» **The task**
Quote the full listing word for word.

*** Block opens ***

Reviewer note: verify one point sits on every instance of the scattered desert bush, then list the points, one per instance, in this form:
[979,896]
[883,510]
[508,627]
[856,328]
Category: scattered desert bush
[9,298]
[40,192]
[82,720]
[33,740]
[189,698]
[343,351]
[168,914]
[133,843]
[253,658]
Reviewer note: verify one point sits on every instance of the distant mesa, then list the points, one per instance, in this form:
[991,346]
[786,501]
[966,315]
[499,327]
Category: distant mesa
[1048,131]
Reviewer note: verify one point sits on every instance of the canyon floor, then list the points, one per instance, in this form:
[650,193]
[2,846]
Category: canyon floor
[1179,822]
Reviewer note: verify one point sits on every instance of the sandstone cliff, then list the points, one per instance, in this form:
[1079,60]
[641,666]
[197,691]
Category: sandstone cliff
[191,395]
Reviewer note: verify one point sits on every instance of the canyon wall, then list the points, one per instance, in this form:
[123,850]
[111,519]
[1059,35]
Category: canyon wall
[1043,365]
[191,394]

*** Block closes ***

» **Result of the exercise**
Reviewer note: verify one point sits on every instance of the scattered desert bush, then list the points, one per instance, in this form:
[979,896]
[883,510]
[508,627]
[856,328]
Category: scattered desert bush
[9,298]
[40,192]
[82,720]
[33,740]
[189,698]
[343,351]
[168,914]
[133,843]
[253,658]
Reviewer note: verify one point sits on every instance of the distant mesa, then list the points, one per instance, in this form:
[991,346]
[786,501]
[966,315]
[499,327]
Category: distant mesa
[1048,131]
Reviewer note: verify one point sits on every instance of the canyon floor, then list the points, one per instance, in this form:
[650,193]
[2,846]
Category: canyon floor
[1179,822]
Reviewer note: verify one point sits on every instance of the sandstone cliff, then list the points, one per instance, in this form:
[1079,60]
[641,666]
[197,691]
Category: sandstone cliff
[191,395]
Reviewer note: verify one point sits on every instance of the canyon wall, then list the points, one per instance, in this form:
[123,850]
[111,519]
[1059,35]
Category: canyon wall
[1043,365]
[191,394]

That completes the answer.